REQUIRED ACTION:
Write out exactly, with no other output, the lines below from the one that contains "Expected behaviour: for each instance of the blue" through the end.
--- DATA Enclosed Below ---
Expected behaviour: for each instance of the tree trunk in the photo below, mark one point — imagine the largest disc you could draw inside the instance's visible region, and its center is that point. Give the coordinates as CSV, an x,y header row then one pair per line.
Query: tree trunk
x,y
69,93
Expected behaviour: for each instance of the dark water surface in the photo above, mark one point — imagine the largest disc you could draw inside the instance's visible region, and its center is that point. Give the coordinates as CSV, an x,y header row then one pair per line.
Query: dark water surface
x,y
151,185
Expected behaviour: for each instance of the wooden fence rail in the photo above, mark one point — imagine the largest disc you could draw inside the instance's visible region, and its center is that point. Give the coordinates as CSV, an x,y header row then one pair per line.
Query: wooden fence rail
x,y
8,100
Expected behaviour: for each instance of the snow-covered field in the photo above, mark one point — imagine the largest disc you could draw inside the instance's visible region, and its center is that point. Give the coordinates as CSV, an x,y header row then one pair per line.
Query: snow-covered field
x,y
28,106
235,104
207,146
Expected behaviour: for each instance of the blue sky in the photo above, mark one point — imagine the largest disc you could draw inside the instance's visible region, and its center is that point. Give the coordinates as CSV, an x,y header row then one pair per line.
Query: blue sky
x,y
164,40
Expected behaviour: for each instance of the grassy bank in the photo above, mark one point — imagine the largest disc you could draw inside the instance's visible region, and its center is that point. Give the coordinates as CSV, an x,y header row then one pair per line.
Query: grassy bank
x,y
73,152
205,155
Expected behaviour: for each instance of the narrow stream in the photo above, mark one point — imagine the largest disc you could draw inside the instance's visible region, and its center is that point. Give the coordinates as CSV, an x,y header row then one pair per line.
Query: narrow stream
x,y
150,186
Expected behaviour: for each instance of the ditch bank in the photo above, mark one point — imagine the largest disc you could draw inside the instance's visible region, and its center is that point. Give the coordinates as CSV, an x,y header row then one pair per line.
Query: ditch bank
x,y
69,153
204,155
--- End of Enclosed DATA ---
RESULT:
Expected behaviour: for each instance of the blue sky in the photo above, mark one point — imagine the largest disc you could draw inside the instance's visible region, and its center is that point. Give the coordinates as CSV, an x,y header row then one pair per line.
Query: blue sky
x,y
164,40
Expected behaviour: for each instance of the grassy bank in the photo above, mark one point — imagine the largest disc you could draw inside the instance's visible region, and its center is that point. Give the coordinates as CSV, an x,y header row then one pair per line.
Query: grassy bank
x,y
73,152
205,155
Expected behaviour: for each instance of the narrow stream in the photo above, mark one point — imagine the largest disc you could draw inside the instance's visible region, and its center is that point. Give the coordinates as CSV, an x,y header row then one pair per line.
Query: narrow stream
x,y
150,186
Expected behaviour: for each instance of the ditch bank in the photo above, mark one point — imagine the largest disc you could draw inside the instance's visible region, and its center is that point. Give the coordinates as CSV, an x,y header row then one pair per line.
Query: ditch bank
x,y
69,153
204,155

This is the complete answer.